**USING THE INFORMATION**:
**1.** Check each statement against the oak barrel guide and answer yes or no, quoting the words from the guide that decide it. (a) Keeping the barrel full of wine is the best way to maintain it. (b) Arid conditions keep barrels from drying out. (c) Tartrate crystals form when tartaric acid meets potassium during fermentation.
**2.** Render this sentence from the oak barrel guide in Spanish: "Oak barrels used for wine storage can last for years with diligent maintenance."
**3.** Carry on the oak barrel guide from the point where it stops.

**QUOTED PASSAGE**:
= = = = = = =

How to Sulphur and Maintain Oak Wine Barrels

Keeping wine in an oak barrel is the best mode of maintenance.
Keeping wine in an oak barrel is the best mode of maintenance. (Image: wine barrels image by Brett Bouwer from

Oak barrels used for wine storage can last for years with diligent maintenance. Always keeping the barrel full of wine is the best way; however, some small producers or home winemakers might not have enough product to do this. Keeping a barrel oxygen-free by adding sulphur means lessening the chance for the growth of bacteria and mold. The barrel storage facility might cause additional maintenance needs. Arid conditions allow barrels to dry out, letting SO2 (sulphur oxide) escape and bacteria to grow.

Things You'll Need

  • Wire
  • Wire cutter
  • Sulphur stick, 1 by 3 inches
  • Match

Rinse out the barrel with hot water, followed by a cold rinse from a hose. The rinse is to rid the barrel of residue, like tartrate crystals. These result from tartaric acid coming in contact with potassium during the wine fermentation. Let the barrel completely dry.

= = = = = = =

**RECORDS PROVIDED**:
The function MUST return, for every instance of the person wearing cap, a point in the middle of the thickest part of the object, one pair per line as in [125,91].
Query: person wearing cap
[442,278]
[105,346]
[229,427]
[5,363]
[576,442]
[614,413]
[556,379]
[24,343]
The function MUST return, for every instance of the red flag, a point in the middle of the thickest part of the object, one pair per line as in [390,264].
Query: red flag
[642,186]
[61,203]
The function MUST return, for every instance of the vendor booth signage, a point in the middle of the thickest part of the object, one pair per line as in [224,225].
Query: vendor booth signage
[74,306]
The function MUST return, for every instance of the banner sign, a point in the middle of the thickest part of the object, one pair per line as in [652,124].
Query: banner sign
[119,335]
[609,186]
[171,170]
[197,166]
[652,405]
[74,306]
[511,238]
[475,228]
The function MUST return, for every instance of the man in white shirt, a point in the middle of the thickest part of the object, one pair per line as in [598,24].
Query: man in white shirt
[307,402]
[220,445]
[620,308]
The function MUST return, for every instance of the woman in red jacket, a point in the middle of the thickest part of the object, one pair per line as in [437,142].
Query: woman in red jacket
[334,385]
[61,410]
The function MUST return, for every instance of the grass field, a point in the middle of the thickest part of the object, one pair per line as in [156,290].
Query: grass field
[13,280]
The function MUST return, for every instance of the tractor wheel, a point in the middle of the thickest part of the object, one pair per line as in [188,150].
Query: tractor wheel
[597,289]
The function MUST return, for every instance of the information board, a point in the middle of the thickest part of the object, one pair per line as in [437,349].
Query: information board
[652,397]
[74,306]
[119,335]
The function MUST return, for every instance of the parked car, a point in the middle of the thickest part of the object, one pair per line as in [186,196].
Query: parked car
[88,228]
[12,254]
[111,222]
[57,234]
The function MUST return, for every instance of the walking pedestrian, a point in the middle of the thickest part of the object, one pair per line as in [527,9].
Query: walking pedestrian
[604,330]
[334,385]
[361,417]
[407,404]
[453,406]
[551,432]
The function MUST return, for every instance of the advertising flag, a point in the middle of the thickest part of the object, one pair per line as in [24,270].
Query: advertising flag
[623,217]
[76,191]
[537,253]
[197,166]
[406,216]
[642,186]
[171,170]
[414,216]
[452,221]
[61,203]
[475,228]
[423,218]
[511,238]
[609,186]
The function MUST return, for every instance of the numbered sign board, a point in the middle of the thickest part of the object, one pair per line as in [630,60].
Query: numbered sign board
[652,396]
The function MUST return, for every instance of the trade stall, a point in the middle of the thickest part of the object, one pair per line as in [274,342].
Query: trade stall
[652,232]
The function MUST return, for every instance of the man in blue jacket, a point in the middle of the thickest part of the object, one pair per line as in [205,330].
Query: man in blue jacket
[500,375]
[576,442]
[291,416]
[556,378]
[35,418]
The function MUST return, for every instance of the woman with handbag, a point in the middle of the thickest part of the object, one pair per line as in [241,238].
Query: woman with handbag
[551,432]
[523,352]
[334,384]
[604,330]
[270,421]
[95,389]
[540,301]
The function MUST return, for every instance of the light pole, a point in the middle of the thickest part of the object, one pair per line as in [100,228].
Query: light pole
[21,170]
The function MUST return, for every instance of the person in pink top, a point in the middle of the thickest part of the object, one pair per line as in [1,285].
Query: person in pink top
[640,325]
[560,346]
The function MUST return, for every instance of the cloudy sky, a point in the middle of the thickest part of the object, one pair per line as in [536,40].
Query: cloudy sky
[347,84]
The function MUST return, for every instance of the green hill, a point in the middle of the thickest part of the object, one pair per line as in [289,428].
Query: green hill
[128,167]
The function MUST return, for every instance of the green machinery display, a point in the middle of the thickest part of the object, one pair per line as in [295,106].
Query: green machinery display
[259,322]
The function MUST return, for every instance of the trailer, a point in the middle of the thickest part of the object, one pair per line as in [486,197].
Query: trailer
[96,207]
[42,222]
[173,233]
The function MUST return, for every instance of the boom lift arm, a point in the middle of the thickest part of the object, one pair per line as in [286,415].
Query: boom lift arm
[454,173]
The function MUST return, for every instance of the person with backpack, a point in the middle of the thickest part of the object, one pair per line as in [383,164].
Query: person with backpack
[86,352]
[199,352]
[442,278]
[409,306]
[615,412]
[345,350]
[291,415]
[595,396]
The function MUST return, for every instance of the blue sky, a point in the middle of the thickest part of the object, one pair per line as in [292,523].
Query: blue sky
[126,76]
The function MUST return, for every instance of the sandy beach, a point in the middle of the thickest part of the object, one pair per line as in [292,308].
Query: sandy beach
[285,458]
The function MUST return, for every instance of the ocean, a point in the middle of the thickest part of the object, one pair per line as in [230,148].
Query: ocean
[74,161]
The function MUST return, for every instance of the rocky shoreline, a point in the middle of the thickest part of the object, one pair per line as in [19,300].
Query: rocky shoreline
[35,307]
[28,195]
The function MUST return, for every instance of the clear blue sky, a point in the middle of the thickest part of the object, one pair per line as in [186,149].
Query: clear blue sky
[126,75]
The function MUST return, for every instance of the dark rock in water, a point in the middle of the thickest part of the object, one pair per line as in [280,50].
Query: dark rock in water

= = = = = = =

**ANSWERS FOR EACH ITEM**:
**1.**
(a) Yes: "Always keeping the barrel full of wine is the best way"
(b) No: "Arid conditions allow barrels to dry out"
(c) Yes: "These result from tartaric acid coming in contact with potassium during the wine fermentation."

**2.** Los barriles de roble que se usan para almacenar vino pueden durar años con un mantenimiento cuidadoso.

**3.**
Remove the bung (stopper) from the barrel. Cut a piece of wire long enough to wrap around a sulphur stick. Light the sulphur stick with a match and suspend it down into the barrel. Put the bung in loosely to let the gases escape. This action removes all the oxygen in the barrel, which can lead to bacteria and mold buildup. The burning process takes less than five minutes, depending on the swiftness with which the oxygen is depleted. Remove the wire and tightly replace the bung. Repeat this process every six weeks, unless the barrel is filled with wine.

Fill the barrel halfway with 100-degree Fahrenheit water. Roll the barrel until it reaches a temperature of 70 degrees Fahrenheit. This procedure is essential if you store the wine barrel in an arid climate. Let the barrel dry, and repeat the sulphur stick process.

Tips & Warnings

  • If a wine barrel holds only 30 gallons instead of the usual 60 gallons, break the sulphur stick so that it is 1/2 by 1 1/2 inches.
  • Should a pungent mold odor come from the barrel, it can no longer hold wine.
  • Built-up SO2 gas can be dangerous. Wear gloves and work in a well-ventilated area.